Required work: Every line from the one containing "Where in the photo above can the white window" to the final line of the material below must be reproduced exactly; leave out all other lines.

Records provided:

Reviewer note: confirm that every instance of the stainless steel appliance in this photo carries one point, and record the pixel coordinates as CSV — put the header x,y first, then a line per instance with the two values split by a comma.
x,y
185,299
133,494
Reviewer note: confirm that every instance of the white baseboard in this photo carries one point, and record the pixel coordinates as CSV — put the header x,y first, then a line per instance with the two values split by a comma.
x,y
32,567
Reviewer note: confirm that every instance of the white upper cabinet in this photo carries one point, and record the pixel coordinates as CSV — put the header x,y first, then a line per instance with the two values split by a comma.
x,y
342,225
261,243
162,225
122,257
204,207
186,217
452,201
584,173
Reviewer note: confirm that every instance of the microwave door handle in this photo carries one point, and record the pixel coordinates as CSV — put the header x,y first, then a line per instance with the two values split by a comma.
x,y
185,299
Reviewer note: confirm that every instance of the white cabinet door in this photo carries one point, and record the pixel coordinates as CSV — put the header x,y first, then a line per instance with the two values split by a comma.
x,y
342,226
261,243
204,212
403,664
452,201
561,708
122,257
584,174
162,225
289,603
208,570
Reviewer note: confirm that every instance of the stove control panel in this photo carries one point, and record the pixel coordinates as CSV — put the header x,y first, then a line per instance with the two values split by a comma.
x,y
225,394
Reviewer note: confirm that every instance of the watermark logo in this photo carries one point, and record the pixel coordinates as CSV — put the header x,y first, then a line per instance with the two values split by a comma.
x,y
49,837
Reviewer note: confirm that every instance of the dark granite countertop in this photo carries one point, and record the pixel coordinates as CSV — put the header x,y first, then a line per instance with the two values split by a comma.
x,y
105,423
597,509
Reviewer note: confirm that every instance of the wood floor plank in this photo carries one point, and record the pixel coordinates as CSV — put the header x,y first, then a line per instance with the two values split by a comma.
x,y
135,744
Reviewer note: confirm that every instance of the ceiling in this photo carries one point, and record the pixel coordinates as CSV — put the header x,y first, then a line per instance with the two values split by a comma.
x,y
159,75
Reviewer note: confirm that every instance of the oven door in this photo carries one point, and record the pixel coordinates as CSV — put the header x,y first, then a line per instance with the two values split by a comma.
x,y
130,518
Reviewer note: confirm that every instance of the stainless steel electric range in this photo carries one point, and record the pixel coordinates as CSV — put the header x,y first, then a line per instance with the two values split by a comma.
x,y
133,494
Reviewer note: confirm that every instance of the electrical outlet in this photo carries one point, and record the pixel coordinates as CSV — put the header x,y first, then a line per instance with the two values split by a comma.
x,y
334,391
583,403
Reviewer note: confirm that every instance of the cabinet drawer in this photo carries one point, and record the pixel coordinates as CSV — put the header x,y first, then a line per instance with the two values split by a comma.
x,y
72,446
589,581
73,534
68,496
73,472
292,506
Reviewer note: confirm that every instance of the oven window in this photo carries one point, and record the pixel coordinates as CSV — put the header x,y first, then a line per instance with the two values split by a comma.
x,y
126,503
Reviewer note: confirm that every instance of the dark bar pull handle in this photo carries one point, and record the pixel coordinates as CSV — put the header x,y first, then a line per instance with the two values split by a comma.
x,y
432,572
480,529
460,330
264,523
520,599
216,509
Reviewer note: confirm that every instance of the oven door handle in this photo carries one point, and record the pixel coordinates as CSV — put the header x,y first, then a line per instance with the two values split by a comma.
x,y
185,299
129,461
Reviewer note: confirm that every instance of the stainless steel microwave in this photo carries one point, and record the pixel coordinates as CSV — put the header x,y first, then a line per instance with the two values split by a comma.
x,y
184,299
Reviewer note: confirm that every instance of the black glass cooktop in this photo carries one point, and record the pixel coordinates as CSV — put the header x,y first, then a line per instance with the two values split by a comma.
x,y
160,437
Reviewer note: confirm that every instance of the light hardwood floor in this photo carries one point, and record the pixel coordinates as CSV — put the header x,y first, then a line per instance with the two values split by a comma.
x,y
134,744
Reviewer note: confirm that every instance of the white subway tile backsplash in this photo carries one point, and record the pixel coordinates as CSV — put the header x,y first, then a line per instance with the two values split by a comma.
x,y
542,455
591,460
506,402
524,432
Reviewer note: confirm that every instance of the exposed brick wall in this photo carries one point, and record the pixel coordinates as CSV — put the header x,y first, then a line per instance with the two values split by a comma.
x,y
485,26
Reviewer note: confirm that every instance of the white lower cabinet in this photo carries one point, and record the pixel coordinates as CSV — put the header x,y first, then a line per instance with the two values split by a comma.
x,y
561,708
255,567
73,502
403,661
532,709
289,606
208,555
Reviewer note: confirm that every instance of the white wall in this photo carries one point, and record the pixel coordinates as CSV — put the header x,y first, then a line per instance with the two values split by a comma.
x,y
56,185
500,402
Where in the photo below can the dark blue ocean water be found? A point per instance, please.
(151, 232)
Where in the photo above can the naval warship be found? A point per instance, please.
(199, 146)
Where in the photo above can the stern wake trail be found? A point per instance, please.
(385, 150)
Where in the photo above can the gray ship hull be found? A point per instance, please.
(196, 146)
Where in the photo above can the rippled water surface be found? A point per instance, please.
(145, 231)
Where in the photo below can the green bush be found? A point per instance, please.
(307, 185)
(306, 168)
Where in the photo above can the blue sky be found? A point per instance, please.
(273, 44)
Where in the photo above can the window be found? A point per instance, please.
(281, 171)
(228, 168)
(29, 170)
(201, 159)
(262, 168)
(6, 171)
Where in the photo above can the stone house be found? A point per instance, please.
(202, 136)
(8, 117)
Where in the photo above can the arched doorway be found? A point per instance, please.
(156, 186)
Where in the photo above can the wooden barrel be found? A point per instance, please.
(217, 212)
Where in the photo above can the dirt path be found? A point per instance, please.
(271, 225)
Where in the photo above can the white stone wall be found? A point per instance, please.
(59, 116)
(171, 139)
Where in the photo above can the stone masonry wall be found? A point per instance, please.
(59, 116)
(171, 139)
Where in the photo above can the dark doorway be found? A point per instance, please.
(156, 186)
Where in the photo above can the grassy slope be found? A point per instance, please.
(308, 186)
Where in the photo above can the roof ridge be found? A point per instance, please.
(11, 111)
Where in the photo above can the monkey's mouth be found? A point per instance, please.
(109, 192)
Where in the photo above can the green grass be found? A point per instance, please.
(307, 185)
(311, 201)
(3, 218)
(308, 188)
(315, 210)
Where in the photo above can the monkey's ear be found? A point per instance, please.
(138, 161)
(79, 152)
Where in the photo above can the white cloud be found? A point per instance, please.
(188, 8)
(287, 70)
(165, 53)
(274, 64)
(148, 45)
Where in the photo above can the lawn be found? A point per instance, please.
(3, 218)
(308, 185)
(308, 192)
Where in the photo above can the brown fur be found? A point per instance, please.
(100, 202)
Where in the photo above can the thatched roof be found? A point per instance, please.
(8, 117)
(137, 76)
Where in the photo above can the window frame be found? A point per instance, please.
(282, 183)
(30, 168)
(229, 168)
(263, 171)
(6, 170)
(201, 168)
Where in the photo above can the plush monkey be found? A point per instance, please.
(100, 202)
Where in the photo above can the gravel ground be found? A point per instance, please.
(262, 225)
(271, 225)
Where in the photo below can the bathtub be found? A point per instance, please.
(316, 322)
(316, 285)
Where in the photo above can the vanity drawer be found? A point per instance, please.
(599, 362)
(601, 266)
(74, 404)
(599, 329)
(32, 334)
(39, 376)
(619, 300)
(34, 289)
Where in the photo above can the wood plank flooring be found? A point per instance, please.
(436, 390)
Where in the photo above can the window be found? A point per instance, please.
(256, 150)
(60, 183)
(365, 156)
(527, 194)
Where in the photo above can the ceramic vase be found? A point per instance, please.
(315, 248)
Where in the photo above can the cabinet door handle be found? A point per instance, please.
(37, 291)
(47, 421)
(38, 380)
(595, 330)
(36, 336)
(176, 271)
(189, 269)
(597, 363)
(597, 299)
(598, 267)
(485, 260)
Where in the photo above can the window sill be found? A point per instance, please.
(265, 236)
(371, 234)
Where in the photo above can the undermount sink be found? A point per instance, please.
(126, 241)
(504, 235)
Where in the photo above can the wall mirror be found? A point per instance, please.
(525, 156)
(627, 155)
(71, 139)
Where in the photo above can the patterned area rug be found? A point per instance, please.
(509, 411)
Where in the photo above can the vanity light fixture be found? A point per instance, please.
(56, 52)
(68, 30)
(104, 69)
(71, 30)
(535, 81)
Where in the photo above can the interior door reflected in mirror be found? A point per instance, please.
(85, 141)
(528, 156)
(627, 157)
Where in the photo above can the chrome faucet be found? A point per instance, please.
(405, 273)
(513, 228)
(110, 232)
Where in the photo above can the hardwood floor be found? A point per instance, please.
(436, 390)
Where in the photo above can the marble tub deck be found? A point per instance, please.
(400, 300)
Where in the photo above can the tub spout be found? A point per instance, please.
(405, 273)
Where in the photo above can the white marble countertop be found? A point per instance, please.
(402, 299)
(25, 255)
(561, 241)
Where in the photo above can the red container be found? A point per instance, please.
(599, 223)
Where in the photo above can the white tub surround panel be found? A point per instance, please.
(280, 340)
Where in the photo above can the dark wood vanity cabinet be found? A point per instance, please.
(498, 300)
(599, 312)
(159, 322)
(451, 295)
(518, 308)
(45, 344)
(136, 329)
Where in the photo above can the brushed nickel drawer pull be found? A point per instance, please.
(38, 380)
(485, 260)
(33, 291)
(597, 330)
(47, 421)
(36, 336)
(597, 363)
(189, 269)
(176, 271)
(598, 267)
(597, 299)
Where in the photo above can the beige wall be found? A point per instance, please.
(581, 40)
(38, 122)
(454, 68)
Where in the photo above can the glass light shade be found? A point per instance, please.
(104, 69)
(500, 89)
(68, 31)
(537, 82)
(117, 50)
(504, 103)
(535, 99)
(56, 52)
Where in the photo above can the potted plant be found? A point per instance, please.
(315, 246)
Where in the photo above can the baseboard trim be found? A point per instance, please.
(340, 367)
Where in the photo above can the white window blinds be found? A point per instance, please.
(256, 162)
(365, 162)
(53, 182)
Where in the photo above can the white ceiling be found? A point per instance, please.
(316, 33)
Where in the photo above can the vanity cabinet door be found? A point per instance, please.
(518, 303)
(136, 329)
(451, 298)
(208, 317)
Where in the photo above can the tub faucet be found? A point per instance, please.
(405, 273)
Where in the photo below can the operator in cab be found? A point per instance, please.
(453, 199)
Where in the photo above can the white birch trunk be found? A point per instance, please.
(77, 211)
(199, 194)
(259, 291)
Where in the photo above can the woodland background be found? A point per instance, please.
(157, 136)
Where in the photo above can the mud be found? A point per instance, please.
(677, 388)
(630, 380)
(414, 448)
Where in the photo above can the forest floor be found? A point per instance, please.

The output:
Where in the photo above can the white window blinds be found? A point per instance, please.
(256, 162)
(365, 162)
(53, 182)
Where in the photo above can the white ceiling be found? A point per instance, please.
(316, 33)
Where in the photo above can the vanity cabinet door be found? A point per instance, please.
(518, 303)
(136, 329)
(451, 298)
(208, 317)
Where in the photo above can the tub faucet be found? A point per instance, please.
(405, 273)
Where in the photo below can the operator in cab be found? A point per instance, please.
(453, 199)
Where in the photo above can the white birch trunk be found? A point per instance, please.
(77, 211)
(199, 194)
(259, 291)
Where in the photo above can the woodland background be found? A point per instance, please.
(157, 136)
Where in the photo above can the mud be found? A point per instance, please.
(677, 388)
(630, 380)
(414, 448)
Where in the photo above can the forest floor be found? A point per instance, please.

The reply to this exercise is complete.